═════ Excerpt ═════

Chapter 10 & 13: Monopoly, Oliogopoly and strategic behaviour Flashcards
When does a monopoly exist?
When a single seller supplies the entire market for a particular good or service
What are the two conditions that enable a single seller to become a monopolist?
Unique good or service (no substitutes)
A way to prevent potential competitors from entering the market (high barriers to entry)
What is monopoly power?
A measure of a monopolist’s ability to set the price of a good or service
What are the types of barriers to entry?
Natural and Government-created barriers
What are the types of Natural barriers? Explain what they are
Control of resources:
- Competitors cannot find enough of a scarce resource to compete
Problems in raising capital:
- Unlikely that a lender will give you enough money to create a company capable of competing effectively with a well-established company (low chance of succeeding)
Economies of Scale:
- Economies of Scale occur when long-run average costs fall as production expands
- Low unit costs and the low prices that follow give some larger firms the ability to drive rivals out of business
- Firms in an industry that enjoy large economies of scale tend to combine to create a natural monopoly (single large firm has lower costs than any potential smaller competitor)
What are the types of Government barriers? Explain what they are
Licensing
- Governments occasionally establish monopolies through licensing to minimise negative externalities (through economies of scale)
- Opportunities to enter the business are limited
- Creates an opportunity for corruption
Patents and Copyright Laws
- Patents and copyrights create stronger incentives to develop new drugs and produce new music than would exist if market competitors could immediately copy inventions
- People and companies who hold patents or copyright have the right to decide how to distribute their drug/music and at what price
What makes a company/person a price-maker or price-taker?

═════ Data ═════

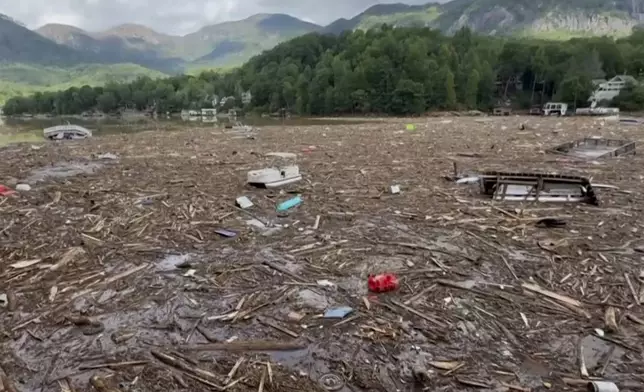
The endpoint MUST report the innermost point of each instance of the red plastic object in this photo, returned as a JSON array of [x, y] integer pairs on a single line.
[[383, 283], [4, 191]]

═════

Task goal: Write the next part of the flashcards on monopoly and oligopoly, picking up right after their last line.

Task response:
Price-Maker: Having some control over what they charge
- Demand is down-ward sloping but relative to market (many price-output combinations)
- This is because the individual firm’s demand curve is the same as the market demand curve
Price-Taker: Having no control over what they charge
- Demand is perfectly elastic
What is the profit-maximising rule for the monopolist?
Marginal Revenue = Marginal Cost
What are the two separate effects that determine marginal revenue?
- Price Effect: How the lower price effects revenue?
- Output Effect: How the lower price affects the number of customers?
How can we determine a monopolist’s profit and price set?
NEED TO INSERT THE IMAGE
When does a market failure (deadweight loss) occur?
- When there is an inefficient allocation of resources in a market.
What are the problems with a monopoly?
Deadweight Loss
Inefficient Output and Price
- Smaller output and higher price than competitive industry
- Consumer surplus transferred to producer
Few Choices for Consumers
- Monopolists sell goods with few close substitutes
- Can leverage its market power to offer product features that benefit the monopoly at the expense of consumer choice.
Rent Seeking
- Lobbying leads to society becoming adversely affected because the gains from trade are smaller (price will rise)
What are the solutions to the problems of monopoly?
Breaking up a monopoly
- Introduce Antitrust litigation
- Designed to prevent monopoly practices and promote competition (re-introduce competitive market
Reducing Trade Barriers
- Creates more competitions
- Lessens the influence of the monopoly
- Promotes the efficient use of resources
Regulating Markets
Not practical to harness the benefits of competition in natural monopolies (economies of scale)
Governments can regulate
When does an oligopoly exist?
When a small number of firms sell a differentiated product in a market with high barriers of entry
What is a concentration ratio?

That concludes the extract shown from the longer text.